Texto para leitura:
=====

Apesar da gravidade da situação, entre adultos, a doença ainda enfrenta tabus. Patrícia* está internada em um hospital da rede pública do Distrito Federal desde quinta-feira (19/7), quando entrou em trabalho de parto e deu à luz uma menina. Ela conta que descobriu a IST no início da gravidez. Ela e o marido receberam tratamento com penicilina para que a sífilis não fosse transmitida ao bebê. "Mesmo assim, na hora de nascer, a doença passou para ela. Eu fiquei assustada, a médica tinha falado que se a gente tratasse a doença no início da gravidez, o bebê não seria contaminado, mas agora estamos internadas", lamenta.
Só no hospital onde a filha de Patrícia está internada, existem outros nove bebês sendo tratados de sífilis congênita. Segundo o gerente de Infecções Sexualmente Transmissíveis da Secretaria de Saúde do DF, Sergio D;Ávila, em 2018, de janeiro a junho, já foram 159 casos notificados no Distrito Federal.

=====

Exercícios propostos:
[1] Reescreva de forma mais breve o parágrafo do texto sobre sífilis congênita que começa com "Só no hospital onde", mantendo os fatos principais.
[2] Indique se cada afirmação a seguir está de acordo com o texto sobre sífilis congênita, respondendo sim ou não e citando as palavras do texto que decidem a questão: (a) Patrícia descobriu a IST no fim da gravidez. (b) O marido de Patrícia também foi tratado com penicilina. (c) Patrícia deu à luz um menino.
[3] Prossiga o texto sobre sífilis congênita a partir da última frase apresentada.

Conjunto de entradas:
=====

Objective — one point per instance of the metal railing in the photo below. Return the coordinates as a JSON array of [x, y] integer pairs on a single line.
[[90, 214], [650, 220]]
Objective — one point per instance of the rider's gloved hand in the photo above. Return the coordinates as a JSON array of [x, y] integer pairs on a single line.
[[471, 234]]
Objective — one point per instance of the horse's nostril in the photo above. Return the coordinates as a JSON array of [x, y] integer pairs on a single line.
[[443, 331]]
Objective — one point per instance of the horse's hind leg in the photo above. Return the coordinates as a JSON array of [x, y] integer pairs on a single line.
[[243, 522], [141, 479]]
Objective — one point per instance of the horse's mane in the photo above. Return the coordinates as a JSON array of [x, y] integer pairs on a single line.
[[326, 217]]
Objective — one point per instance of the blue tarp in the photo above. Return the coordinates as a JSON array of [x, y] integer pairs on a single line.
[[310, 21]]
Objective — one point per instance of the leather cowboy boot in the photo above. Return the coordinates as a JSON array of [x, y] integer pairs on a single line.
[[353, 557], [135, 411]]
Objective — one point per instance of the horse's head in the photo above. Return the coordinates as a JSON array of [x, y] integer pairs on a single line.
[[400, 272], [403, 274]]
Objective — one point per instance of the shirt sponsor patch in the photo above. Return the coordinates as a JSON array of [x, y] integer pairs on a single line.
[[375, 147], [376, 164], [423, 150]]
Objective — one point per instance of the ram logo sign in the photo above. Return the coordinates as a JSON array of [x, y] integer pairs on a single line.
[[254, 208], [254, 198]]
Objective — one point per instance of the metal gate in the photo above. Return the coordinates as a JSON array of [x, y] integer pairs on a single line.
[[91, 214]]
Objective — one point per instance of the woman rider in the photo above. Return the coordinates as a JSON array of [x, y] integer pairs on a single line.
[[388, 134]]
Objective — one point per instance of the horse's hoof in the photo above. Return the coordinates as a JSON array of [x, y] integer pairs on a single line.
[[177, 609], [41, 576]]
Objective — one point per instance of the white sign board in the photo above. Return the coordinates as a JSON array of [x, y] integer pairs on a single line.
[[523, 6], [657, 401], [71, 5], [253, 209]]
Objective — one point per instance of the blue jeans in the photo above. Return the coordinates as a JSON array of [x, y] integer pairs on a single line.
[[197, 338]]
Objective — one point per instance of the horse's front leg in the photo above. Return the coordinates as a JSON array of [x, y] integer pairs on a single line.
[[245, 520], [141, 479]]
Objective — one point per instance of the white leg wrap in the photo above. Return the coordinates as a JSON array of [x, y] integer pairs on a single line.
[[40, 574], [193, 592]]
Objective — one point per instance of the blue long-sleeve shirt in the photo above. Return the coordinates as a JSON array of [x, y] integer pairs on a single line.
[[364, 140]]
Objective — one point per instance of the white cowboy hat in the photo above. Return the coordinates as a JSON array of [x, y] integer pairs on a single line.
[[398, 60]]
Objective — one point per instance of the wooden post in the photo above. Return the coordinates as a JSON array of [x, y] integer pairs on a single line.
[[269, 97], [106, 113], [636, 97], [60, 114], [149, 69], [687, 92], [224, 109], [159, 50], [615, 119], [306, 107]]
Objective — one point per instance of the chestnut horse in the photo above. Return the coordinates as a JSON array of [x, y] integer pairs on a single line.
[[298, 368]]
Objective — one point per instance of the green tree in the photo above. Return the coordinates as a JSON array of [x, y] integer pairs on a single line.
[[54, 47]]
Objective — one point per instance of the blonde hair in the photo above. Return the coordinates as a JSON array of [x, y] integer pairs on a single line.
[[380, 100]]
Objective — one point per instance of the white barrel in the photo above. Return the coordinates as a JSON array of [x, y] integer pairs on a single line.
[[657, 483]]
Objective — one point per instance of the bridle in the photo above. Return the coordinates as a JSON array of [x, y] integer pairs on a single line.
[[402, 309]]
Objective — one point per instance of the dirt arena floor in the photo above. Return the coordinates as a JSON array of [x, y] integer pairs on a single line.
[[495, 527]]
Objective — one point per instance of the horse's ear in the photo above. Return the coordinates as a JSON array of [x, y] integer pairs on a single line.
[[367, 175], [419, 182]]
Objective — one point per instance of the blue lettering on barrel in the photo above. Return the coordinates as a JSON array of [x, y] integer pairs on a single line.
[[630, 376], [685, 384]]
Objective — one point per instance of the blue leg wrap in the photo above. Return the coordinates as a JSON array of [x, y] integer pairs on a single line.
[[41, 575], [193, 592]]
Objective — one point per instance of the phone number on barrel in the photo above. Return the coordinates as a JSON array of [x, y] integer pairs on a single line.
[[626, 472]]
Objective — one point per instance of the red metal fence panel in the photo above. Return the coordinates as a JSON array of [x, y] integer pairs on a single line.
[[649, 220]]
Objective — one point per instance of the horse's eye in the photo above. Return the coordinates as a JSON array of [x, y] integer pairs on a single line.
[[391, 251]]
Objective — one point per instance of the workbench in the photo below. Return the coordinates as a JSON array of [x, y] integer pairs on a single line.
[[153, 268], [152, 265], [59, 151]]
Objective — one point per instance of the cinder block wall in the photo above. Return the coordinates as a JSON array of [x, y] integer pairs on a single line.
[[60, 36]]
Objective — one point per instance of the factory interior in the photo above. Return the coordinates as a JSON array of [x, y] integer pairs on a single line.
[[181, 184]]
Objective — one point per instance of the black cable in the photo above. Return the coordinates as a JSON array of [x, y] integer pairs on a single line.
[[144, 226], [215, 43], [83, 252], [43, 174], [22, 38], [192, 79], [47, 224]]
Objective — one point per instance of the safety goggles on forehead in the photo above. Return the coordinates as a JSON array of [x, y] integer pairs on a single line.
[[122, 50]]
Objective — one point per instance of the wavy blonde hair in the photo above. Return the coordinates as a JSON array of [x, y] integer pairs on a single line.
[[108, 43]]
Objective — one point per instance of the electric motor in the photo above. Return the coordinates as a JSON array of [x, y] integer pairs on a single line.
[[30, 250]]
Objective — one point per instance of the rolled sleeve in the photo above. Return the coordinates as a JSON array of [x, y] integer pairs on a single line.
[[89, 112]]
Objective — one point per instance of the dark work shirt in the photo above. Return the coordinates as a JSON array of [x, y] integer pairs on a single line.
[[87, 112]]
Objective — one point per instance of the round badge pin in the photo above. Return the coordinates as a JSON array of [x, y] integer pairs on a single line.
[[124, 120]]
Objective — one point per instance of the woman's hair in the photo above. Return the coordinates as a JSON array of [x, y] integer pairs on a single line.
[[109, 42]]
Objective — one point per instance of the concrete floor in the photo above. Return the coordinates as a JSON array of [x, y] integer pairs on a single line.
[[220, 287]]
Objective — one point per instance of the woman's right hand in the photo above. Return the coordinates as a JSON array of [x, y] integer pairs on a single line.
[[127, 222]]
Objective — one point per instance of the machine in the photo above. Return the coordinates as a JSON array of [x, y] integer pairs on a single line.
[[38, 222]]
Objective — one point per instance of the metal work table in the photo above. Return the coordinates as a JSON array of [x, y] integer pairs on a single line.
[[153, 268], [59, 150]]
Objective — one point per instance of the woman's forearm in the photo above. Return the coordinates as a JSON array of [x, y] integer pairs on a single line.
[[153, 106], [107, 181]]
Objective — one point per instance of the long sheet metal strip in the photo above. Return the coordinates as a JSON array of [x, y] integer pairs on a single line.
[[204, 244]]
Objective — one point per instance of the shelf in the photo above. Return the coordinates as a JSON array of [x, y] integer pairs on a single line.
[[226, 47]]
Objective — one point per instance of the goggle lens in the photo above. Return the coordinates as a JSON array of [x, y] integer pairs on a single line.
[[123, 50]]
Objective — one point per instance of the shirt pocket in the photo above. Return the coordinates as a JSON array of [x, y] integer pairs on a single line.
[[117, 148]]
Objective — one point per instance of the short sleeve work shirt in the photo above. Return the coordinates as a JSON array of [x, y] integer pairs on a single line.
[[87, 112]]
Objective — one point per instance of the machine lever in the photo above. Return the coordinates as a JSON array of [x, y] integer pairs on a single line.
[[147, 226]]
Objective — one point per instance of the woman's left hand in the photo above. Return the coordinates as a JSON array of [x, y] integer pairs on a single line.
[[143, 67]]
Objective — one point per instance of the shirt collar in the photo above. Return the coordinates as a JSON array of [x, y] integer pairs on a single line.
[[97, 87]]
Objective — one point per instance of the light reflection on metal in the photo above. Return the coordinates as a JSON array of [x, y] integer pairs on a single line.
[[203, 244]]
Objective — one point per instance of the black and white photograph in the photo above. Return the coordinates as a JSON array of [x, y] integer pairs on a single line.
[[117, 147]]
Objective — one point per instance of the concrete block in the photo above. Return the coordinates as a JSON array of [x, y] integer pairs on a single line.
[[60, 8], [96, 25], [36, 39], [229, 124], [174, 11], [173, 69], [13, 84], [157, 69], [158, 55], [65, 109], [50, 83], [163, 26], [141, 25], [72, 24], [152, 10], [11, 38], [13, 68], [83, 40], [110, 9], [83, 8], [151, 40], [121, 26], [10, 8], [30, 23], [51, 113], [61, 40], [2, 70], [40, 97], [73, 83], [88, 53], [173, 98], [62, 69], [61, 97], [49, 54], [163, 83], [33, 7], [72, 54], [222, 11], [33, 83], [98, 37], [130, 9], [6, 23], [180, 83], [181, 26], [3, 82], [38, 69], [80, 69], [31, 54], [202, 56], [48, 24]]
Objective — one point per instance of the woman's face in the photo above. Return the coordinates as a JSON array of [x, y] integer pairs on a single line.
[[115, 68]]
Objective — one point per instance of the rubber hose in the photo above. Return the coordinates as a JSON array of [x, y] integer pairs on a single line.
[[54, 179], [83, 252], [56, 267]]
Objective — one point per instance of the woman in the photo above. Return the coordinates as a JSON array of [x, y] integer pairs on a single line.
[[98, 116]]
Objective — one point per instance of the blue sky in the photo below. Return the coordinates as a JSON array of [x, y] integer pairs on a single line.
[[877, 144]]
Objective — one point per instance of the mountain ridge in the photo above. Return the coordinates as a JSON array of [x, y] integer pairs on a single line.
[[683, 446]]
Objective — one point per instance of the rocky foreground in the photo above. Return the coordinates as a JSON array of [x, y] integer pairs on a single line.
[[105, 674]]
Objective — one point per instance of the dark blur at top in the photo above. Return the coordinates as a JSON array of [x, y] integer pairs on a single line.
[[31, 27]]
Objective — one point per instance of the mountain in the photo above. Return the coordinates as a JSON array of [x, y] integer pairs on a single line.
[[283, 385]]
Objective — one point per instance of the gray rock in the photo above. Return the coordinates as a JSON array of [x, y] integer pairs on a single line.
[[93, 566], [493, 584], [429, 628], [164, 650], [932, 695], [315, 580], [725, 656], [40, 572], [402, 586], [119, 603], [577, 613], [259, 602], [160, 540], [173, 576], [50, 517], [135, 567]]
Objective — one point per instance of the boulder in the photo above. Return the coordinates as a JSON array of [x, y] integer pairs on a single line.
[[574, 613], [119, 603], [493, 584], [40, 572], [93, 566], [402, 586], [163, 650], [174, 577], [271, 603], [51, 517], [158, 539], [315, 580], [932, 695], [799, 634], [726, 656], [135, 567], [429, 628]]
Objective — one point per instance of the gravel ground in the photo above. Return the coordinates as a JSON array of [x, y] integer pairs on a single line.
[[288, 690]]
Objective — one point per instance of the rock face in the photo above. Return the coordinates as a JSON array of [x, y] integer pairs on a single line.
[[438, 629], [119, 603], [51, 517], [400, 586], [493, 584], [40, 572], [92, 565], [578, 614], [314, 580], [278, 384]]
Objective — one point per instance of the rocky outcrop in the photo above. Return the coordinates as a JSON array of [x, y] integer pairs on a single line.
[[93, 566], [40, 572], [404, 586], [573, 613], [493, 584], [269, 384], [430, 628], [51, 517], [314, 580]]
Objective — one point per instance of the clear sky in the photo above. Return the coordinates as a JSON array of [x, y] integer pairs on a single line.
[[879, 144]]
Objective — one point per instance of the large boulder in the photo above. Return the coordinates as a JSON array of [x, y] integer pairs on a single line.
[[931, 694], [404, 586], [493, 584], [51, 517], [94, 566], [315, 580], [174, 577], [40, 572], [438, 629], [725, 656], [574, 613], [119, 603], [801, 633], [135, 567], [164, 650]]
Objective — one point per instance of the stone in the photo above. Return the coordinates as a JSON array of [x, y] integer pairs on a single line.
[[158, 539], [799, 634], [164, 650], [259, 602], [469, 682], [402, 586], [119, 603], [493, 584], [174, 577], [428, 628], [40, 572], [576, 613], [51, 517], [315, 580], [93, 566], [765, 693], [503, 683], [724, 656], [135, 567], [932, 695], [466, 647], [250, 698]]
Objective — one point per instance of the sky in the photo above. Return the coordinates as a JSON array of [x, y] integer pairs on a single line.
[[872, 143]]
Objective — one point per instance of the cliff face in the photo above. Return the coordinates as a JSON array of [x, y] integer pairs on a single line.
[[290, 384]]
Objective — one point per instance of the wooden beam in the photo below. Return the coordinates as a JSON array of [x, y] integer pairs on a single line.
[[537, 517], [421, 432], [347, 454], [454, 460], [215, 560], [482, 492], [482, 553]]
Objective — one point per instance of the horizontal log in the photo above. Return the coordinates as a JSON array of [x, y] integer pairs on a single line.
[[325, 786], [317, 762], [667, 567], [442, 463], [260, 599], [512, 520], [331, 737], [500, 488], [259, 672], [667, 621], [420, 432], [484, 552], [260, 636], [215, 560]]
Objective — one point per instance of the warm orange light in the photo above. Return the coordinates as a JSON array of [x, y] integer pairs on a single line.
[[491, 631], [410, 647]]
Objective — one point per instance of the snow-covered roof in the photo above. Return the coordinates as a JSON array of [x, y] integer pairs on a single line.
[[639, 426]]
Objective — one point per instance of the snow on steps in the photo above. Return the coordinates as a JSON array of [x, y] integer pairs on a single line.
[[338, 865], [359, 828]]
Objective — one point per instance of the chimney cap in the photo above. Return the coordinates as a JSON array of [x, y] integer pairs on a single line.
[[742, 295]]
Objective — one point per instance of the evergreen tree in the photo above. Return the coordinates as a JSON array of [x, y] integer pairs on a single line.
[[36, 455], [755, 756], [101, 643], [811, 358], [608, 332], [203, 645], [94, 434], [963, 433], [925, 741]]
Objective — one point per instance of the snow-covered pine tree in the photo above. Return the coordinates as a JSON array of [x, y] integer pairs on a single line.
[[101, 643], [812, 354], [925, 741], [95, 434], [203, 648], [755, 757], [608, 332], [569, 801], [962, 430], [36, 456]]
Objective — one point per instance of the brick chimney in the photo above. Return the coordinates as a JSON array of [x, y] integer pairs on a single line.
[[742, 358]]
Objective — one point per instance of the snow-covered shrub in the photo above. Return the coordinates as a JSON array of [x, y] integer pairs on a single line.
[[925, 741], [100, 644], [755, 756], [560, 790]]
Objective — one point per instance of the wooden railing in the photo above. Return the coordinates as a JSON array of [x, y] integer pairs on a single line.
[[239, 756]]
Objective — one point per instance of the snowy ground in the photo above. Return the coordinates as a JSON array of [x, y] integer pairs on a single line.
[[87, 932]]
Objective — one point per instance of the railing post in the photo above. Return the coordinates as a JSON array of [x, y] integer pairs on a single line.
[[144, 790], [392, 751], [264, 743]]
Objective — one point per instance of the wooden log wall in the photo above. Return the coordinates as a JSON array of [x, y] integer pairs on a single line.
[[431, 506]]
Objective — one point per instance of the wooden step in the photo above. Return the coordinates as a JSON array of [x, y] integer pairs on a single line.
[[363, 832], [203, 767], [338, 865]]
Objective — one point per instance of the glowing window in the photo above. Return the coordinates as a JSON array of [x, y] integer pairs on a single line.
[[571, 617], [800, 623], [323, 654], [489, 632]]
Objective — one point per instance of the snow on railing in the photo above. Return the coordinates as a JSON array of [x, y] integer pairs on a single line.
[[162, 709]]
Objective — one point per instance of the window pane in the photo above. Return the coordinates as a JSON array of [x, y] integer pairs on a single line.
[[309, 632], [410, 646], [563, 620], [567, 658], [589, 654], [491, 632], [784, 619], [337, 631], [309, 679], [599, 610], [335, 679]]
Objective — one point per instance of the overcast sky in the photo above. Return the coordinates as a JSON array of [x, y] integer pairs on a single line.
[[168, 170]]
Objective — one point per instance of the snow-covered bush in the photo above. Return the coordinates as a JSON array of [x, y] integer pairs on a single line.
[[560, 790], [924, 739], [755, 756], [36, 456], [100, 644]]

=====

Respostas por item:
[1] Além da filha de Patrícia, outros nove bebês são tratados de sífilis congênita no mesmo hospital. Segundo o gerente de Infecções Sexualmente Transmissíveis da Secretaria de Saúde do DF, de janeiro a junho de 2018 foram notificados 159 casos no Distrito Federal.

[2]
(a) Não: "Ela conta que descobriu a IST no início da gravidez."
(b) Sim: "Ela e o marido receberam tratamento com penicilina"
(c) Não: "deu à luz uma menina"

[3]
A própria pasta reconhece que este quadro aponta para a importância de ampliar o diagnóstico e tratamento da sífilis na gestante e no parceiro sexual. Essa ampliação deve ocorrer com o fortalecimento da Atenção Básica, responsável pelo pré-natal onde a gestante deverá realizar o teste no 1;, 3; e 9; mês de gestação. Além disso, é importante que todas as gestantes sejam testadas no momento do parto para verificar a eficiência do tratamento prévio da mãe e, caso não tenha sido tratada adequadamente, realizar o tratamento do recém-nascido, informou o secretário.
Mais estragos que o zika vírus
Os casos de sífilis congênita são, atualmente, os mais preocupantes para a medicina. Dados da Organização Mundial da Saúde (OMS) apontam que 25% das grávidas que têm a doença sofrem aborto espontâneo ou dão à luz bebês natimortos. No Brasil, esta é a segunda causa de morte de bebês, atrás apenas dos óbitos por malformações genéticas.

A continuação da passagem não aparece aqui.